*What is asked*. Quote everything from the start of the entries down to the line containing "[[697,117],[674,130],[670,203],[654,440],[716,469],[716,185]]", with both the first line and that line included.

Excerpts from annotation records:
------------------------------

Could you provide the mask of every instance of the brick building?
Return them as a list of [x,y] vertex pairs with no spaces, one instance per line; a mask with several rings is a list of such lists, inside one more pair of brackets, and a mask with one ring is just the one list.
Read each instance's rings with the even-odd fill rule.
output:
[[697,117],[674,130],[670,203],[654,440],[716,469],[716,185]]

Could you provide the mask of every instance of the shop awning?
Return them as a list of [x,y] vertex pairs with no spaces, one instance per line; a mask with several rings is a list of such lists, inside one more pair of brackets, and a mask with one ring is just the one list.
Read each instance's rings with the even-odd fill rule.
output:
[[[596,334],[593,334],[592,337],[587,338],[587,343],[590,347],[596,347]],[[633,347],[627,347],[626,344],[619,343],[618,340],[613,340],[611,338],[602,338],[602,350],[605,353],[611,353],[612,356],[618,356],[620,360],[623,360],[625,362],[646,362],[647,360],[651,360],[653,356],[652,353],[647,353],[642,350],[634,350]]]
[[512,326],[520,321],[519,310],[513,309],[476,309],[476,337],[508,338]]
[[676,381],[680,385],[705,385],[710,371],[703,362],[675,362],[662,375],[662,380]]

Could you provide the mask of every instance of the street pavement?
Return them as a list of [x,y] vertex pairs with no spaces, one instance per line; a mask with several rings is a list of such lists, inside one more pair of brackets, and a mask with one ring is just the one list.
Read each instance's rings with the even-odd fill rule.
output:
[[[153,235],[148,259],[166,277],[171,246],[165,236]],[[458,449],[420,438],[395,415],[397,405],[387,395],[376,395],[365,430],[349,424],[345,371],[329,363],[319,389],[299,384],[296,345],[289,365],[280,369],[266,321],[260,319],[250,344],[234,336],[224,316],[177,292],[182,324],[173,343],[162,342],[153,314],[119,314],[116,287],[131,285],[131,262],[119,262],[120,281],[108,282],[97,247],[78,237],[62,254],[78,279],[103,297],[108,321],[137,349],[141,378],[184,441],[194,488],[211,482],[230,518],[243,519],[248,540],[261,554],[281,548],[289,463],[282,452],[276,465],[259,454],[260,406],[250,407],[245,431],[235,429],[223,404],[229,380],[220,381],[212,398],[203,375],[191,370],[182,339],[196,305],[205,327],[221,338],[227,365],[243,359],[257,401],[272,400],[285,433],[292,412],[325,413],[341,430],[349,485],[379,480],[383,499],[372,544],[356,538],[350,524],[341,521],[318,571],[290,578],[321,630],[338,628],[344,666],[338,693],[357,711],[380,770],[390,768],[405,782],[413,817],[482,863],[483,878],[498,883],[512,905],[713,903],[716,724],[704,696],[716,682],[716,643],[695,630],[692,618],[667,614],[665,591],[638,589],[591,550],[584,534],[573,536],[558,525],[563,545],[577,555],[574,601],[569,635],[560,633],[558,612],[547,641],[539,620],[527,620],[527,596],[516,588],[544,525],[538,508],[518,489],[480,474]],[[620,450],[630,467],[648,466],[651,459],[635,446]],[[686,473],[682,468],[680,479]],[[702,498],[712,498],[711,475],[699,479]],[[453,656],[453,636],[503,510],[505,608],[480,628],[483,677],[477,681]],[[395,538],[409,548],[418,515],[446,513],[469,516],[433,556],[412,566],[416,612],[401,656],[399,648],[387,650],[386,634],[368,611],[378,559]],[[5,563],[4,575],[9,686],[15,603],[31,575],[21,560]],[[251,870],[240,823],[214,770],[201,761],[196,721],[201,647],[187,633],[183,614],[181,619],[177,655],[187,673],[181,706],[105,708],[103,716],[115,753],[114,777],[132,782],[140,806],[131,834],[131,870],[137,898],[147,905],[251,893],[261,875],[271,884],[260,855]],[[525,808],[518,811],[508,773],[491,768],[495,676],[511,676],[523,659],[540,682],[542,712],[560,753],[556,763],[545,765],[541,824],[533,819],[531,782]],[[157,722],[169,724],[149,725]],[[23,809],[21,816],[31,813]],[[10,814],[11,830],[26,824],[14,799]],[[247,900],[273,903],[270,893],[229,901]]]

------------------------------

*Output*.
Could you provide the mask of every instance of the brick building?
Return them as a list of [x,y] vertex pairs with no spaces, one instance per line; a mask with several rings is a list of such lists, inside one more pair of brackets, and a mask with one ring is just the one list.
Read each instance's rings with the even-odd fill rule.
output:
[[697,117],[674,130],[670,203],[654,440],[716,469],[716,185]]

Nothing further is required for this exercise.